**Data lines**

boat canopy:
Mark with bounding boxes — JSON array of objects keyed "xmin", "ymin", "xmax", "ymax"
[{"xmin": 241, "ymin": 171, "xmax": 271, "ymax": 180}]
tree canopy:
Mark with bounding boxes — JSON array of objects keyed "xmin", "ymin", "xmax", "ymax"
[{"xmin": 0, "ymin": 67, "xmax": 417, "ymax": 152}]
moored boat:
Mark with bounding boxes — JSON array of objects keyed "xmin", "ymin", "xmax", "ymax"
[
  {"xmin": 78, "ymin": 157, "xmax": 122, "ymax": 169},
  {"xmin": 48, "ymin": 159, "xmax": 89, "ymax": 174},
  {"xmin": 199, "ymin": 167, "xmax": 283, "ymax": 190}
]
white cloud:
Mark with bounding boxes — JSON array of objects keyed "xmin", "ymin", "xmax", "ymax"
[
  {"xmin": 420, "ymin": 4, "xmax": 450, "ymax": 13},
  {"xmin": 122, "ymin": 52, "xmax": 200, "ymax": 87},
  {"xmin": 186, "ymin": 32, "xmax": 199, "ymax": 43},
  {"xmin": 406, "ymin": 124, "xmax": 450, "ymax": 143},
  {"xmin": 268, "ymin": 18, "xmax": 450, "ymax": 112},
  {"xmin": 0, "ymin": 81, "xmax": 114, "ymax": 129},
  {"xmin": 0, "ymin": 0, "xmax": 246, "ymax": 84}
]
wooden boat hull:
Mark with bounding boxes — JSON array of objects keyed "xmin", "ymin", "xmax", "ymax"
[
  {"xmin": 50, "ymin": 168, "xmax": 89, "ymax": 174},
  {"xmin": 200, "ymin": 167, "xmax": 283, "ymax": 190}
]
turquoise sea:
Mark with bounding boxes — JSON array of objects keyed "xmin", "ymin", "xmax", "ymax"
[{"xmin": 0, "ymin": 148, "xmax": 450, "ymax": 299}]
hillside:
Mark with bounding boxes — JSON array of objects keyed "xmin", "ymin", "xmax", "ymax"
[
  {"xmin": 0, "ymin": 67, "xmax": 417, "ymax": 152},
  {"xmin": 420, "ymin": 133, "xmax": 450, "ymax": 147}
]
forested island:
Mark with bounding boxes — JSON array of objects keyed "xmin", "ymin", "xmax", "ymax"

**What you will do**
List every line from the entries above that contains the word "boat", copying each line in full.

**Full response**
boat canopy:
moored boat:
wooden boat hull:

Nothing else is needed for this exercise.